Reading text:

====

Chicagoans 16 and younger must be accompanied by a “responsible adult” in order to visit Millennium Park after 6 p.m. Thursday through Sunday, Mayor Lori Lightfoot announced Sunday.
The new rule comes less than 24 hours after a 16-year-old boy was shot and killed near “The Bean” sculpture.
Lightfoot, who returned Sunday from a five-day trip to Texas, said she acted after a large crowd of teens and young adults flocked downtown on a warm spring night and “the scene devolved into one of chaos and unnecessary violence.”
Seandell Holliday, 16, was shot in the chest around 7:30 p.m. Saturday in the heart of Millennium Park and downtown, according to police and the Cook County Medical Examiner’s Office. Holliday’s death was one of five fatal shootings over the weekend in Chicago, according to police.
A 17-year-old boy was charged with second-degree murder and two gun-related felonies late Sunday in connection with Holliday's death. Chicago police Superintendent David Brown said Sunday afternoon the teen officers suspected of shooting the teen had a gun when he was taken into custody.

====

Brief: Transcribe the portion of the Millennium Park article starting with "The new rule" and going on through "according to police.". Rely on the Millennium Park article alone.

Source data

====

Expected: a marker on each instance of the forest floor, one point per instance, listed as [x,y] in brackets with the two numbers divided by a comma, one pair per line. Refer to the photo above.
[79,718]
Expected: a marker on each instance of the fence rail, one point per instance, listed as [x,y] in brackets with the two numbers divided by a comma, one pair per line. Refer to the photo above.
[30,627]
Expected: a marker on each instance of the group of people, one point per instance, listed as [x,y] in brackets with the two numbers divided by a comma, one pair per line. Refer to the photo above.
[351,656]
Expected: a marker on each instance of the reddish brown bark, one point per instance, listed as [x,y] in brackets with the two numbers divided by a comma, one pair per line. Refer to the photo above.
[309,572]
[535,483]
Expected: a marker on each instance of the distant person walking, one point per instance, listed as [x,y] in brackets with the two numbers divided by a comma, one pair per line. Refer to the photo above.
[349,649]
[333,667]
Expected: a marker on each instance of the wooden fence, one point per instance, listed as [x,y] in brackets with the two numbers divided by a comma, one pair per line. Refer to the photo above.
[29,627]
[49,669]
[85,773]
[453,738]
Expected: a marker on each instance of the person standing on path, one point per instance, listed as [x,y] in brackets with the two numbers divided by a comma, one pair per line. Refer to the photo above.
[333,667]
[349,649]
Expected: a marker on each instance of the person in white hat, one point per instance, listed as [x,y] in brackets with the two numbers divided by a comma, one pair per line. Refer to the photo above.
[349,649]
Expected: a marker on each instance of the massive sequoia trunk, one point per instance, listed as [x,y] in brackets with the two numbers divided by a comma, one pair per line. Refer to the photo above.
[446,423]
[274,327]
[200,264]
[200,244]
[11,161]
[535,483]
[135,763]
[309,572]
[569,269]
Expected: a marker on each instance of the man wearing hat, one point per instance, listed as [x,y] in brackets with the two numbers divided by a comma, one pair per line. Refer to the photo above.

====

Result:
The new rule comes less than 24 hours after a 16-year-old boy was shot and killed near “The Bean” sculpture.
Lightfoot, who returned Sunday from a five-day trip to Texas, said she acted after a large crowd of teens and young adults flocked downtown on a warm spring night and “the scene devolved into one of chaos and unnecessary violence.”
Seandell Holliday, 16, was shot in the chest around 7:30 p.m. Saturday in the heart of Millennium Park and downtown, according to police and the Cook County Medical Examiner’s Office. Holliday’s death was one of five fatal shootings over the weekend in Chicago, according to police.